Exercise:
Only the lines from the start of the entries through the line with "positive clicks: (553, 405) (548, 416)" should be returned, each exactly as it stands, and no pictures.

[Stored items]
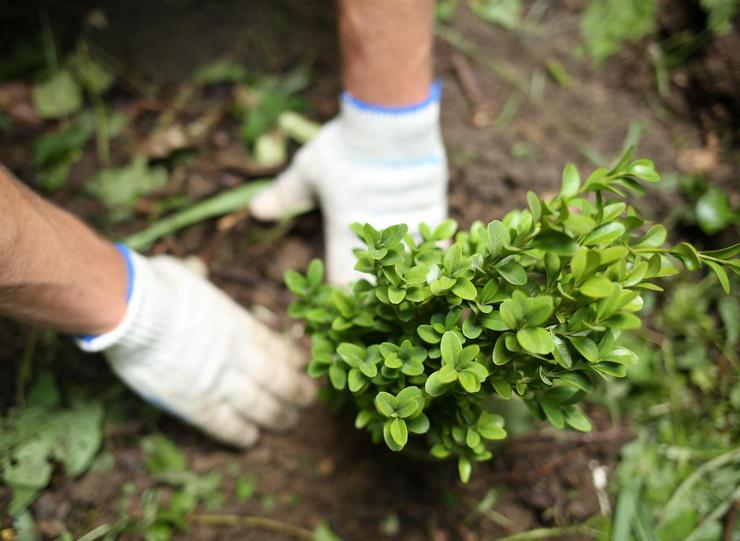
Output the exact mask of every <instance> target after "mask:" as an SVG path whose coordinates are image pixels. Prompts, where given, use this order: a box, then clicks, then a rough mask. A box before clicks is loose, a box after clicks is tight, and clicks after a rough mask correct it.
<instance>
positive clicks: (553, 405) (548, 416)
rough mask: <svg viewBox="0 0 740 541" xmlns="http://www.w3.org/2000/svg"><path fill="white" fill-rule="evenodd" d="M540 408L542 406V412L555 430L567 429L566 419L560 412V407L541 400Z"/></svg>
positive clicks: (545, 400) (546, 401) (555, 404)
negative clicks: (555, 428) (540, 406)
mask: <svg viewBox="0 0 740 541" xmlns="http://www.w3.org/2000/svg"><path fill="white" fill-rule="evenodd" d="M540 406H542V411H543V412H544V413H545V417H546V418H547V420H548V421H549V422H550V424H551V425H552V426H554V427H555V428H564V427H565V418H564V417H563V412H562V411H561V410H560V406H558V405H556V404H553V403H552V402H550V401H549V400H541V401H540Z"/></svg>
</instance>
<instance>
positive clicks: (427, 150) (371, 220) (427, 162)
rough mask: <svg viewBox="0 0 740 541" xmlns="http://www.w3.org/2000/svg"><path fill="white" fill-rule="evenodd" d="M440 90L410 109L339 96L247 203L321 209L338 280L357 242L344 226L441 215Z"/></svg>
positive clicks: (416, 220) (327, 243) (341, 274)
mask: <svg viewBox="0 0 740 541" xmlns="http://www.w3.org/2000/svg"><path fill="white" fill-rule="evenodd" d="M439 98H440V87H439V84H438V83H435V84H434V85H433V86H432V88H431V90H430V94H429V97H428V98H427V99H426V100H424V101H423V102H422V103H419V104H416V105H412V106H409V107H399V108H390V107H381V106H375V105H369V104H366V103H363V102H361V101H359V100H358V99H356V98H354V97H353V96H351V95H350V94H348V93H346V92H345V93H344V94H343V95H342V103H341V112H340V114H339V115H338V116H337V117H336V118H335V119H333V120H332V121H331V122H329V123H328V124H326V125H325V126H324V127H323V128H322V129H321V131H320V132H319V134H318V135H317V136H316V137H315V138H314V139H313V140H311V141H310V142H309V143H308V144H307V145H306V146H305V147H303V148H302V149H301V150H300V151H299V152H298V154H297V155H296V156H295V158H294V160H293V163H292V164H291V165H290V167H289V168H288V169H287V170H286V171H285V172H283V173H282V174H281V175H280V176H279V177H278V178H277V179H276V180H275V181H274V182H273V183H272V185H271V186H270V187H268V188H267V189H266V190H265V191H264V192H262V193H261V194H259V195H257V196H256V197H255V198H254V200H253V201H252V204H251V212H252V214H253V215H254V216H255V217H256V218H258V219H261V220H276V219H278V218H280V217H281V216H284V215H286V214H290V213H292V212H295V211H296V210H298V209H304V208H306V207H310V206H311V203H312V201H314V200H315V198H316V197H318V200H319V202H320V203H321V208H322V210H323V213H324V237H325V242H326V262H327V275H328V278H329V280H330V281H332V282H334V283H345V282H348V281H350V280H353V279H356V278H358V277H359V276H360V275H359V274H358V273H356V272H355V271H353V268H354V264H355V259H354V256H353V254H352V248H354V247H357V246H361V243H360V242H359V241H358V240H357V239H356V238H355V236H354V234H353V233H352V232H351V231H350V230H349V228H348V226H349V225H350V224H352V223H353V222H360V223H365V222H367V223H370V224H371V225H373V226H374V227H376V228H382V227H387V226H389V225H393V224H397V223H406V224H408V225H409V227H410V230H411V232H412V233H414V232H416V228H417V227H418V225H419V223H421V222H426V223H428V224H429V225H431V226H436V225H437V224H439V223H440V222H441V221H443V220H444V219H445V218H446V217H447V160H446V156H445V151H444V146H443V144H442V138H441V134H440V127H439Z"/></svg>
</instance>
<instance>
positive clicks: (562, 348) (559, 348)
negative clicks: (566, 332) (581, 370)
mask: <svg viewBox="0 0 740 541" xmlns="http://www.w3.org/2000/svg"><path fill="white" fill-rule="evenodd" d="M552 341H553V343H554V344H555V348H554V349H553V350H552V356H553V357H555V360H556V361H557V363H558V364H559V365H560V366H562V367H563V368H570V367H572V366H573V357H571V355H570V350H569V349H568V344H566V342H565V340H563V339H562V338H560V337H559V336H557V335H555V334H553V336H552Z"/></svg>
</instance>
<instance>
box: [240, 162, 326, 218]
mask: <svg viewBox="0 0 740 541" xmlns="http://www.w3.org/2000/svg"><path fill="white" fill-rule="evenodd" d="M306 150H309V149H308V148H306V149H303V151H306ZM303 151H302V152H303ZM308 177H309V175H308V170H307V167H306V166H305V165H304V160H302V159H301V154H300V153H299V155H298V156H296V159H295V160H294V161H293V163H292V164H291V165H290V167H288V169H286V170H285V171H284V172H283V173H281V174H280V175H278V177H277V178H276V179H275V180H274V181H272V183H271V184H270V185H269V186H268V187H267V188H265V189H264V190H263V191H262V192H260V193H258V194H257V195H256V196H255V197H254V199H252V202H251V203H250V204H249V210H250V212H251V213H252V215H253V216H254V217H255V218H257V219H258V220H265V221H269V220H277V219H279V218H282V217H283V216H286V215H290V214H294V213H299V212H304V211H307V210H310V209H312V208H313V207H314V206H315V205H316V201H315V199H314V193H313V189H312V188H311V184H310V182H309V178H308Z"/></svg>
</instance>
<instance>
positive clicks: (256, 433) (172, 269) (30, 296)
mask: <svg viewBox="0 0 740 541" xmlns="http://www.w3.org/2000/svg"><path fill="white" fill-rule="evenodd" d="M0 314H2V315H5V316H8V317H11V318H14V319H19V320H22V321H28V322H33V323H36V324H40V325H42V326H44V327H48V328H51V329H55V330H59V331H63V332H69V333H73V334H77V335H81V336H80V337H79V338H78V339H77V341H78V344H79V345H80V347H81V348H82V349H84V350H87V351H102V352H103V353H104V354H105V356H106V357H107V359H108V361H109V362H110V364H111V367H112V368H113V370H114V371H115V372H116V373H117V374H118V375H119V376H120V377H121V378H122V379H123V380H124V381H125V382H126V383H127V384H128V385H129V386H131V387H132V389H133V390H134V391H136V392H137V393H139V394H140V395H142V396H143V397H145V398H146V399H148V400H150V401H151V402H153V403H155V404H156V405H159V406H161V407H163V408H164V409H166V410H168V411H170V412H172V413H174V414H176V415H178V416H179V417H181V418H183V419H185V420H187V421H189V422H191V423H193V424H195V425H197V426H199V427H200V428H202V429H203V430H205V431H207V432H209V433H210V434H212V435H213V436H215V437H217V438H219V439H221V440H223V441H225V442H228V443H232V444H235V445H250V444H251V443H253V442H254V441H255V440H256V438H257V436H258V433H259V431H258V426H267V427H271V428H283V427H286V426H288V425H289V424H290V423H291V422H292V421H293V420H294V419H295V418H296V409H295V406H297V405H301V404H305V403H307V402H308V401H309V400H310V399H311V396H312V387H311V384H310V382H309V381H308V380H307V379H306V376H304V375H302V374H300V373H299V371H298V369H297V364H298V359H297V352H296V351H295V350H294V348H293V347H292V346H290V345H289V344H288V343H286V342H285V341H284V340H283V339H282V338H281V337H279V336H277V335H275V334H274V333H272V332H271V331H270V330H269V329H267V328H265V327H264V326H263V325H261V324H260V323H259V322H257V321H256V320H255V319H254V318H252V317H251V316H250V315H249V313H247V312H246V311H244V310H243V309H242V308H240V307H239V306H238V305H237V304H236V303H234V302H233V301H232V300H231V299H230V298H229V297H227V296H226V295H225V294H224V293H222V292H221V291H220V290H218V289H217V288H215V287H214V286H213V285H211V284H210V283H209V282H208V281H207V280H205V279H204V278H202V277H201V276H200V275H198V274H196V273H195V272H194V271H192V270H191V269H189V268H187V267H186V266H185V265H184V264H183V263H181V262H179V261H177V260H175V259H173V258H169V257H166V256H160V257H155V258H146V257H143V256H141V255H139V254H136V253H134V252H130V251H128V250H126V249H125V248H123V247H116V246H114V245H113V244H111V243H109V242H107V241H105V240H103V239H102V238H100V237H98V236H97V235H96V234H95V233H93V232H92V231H91V230H90V229H89V228H87V227H86V226H85V225H84V224H82V222H80V221H79V220H77V219H76V218H74V217H73V216H71V215H70V214H68V213H66V212H65V211H63V210H61V209H59V208H56V207H54V206H53V205H51V204H49V203H48V202H46V201H44V200H43V199H41V198H40V197H38V196H36V195H35V194H33V193H32V192H31V191H30V190H28V189H27V188H25V187H24V186H23V185H21V184H20V183H19V182H18V181H17V180H15V179H13V178H12V177H11V175H10V174H9V173H8V172H7V171H6V170H4V169H2V167H1V166H0Z"/></svg>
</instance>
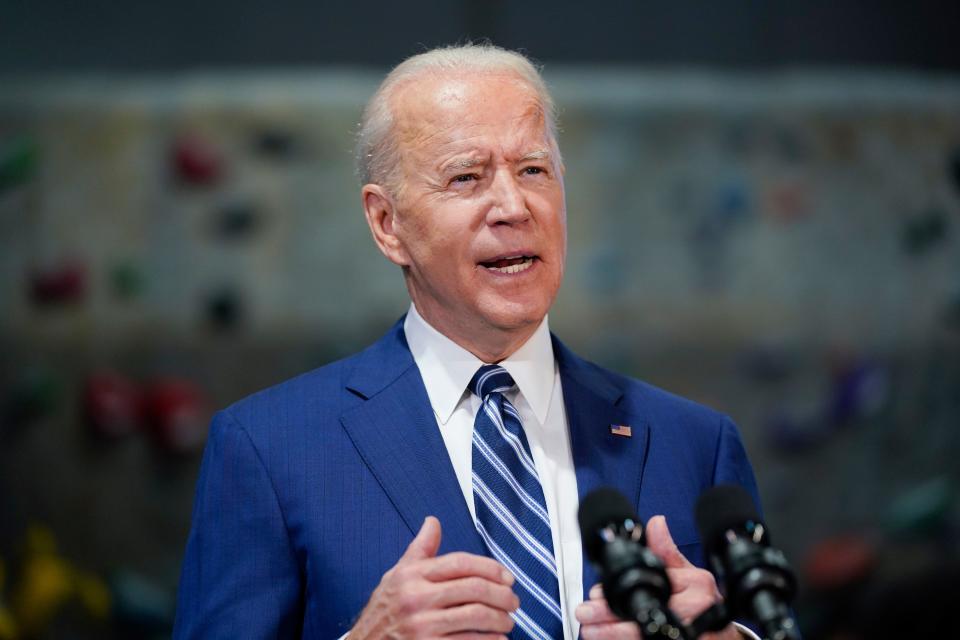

Solved exercise:
Output the exact mask of every <instance> target after "mask:" as an SVG path whose coordinates are image pixels. Prompts, where given, use this order: a box, then clicks, then a rough mask. A box before clicks is loose, a box after clicks is tight, and clicks after a rough mask correct it.
<instance>
positive clicks: (553, 405) (548, 416)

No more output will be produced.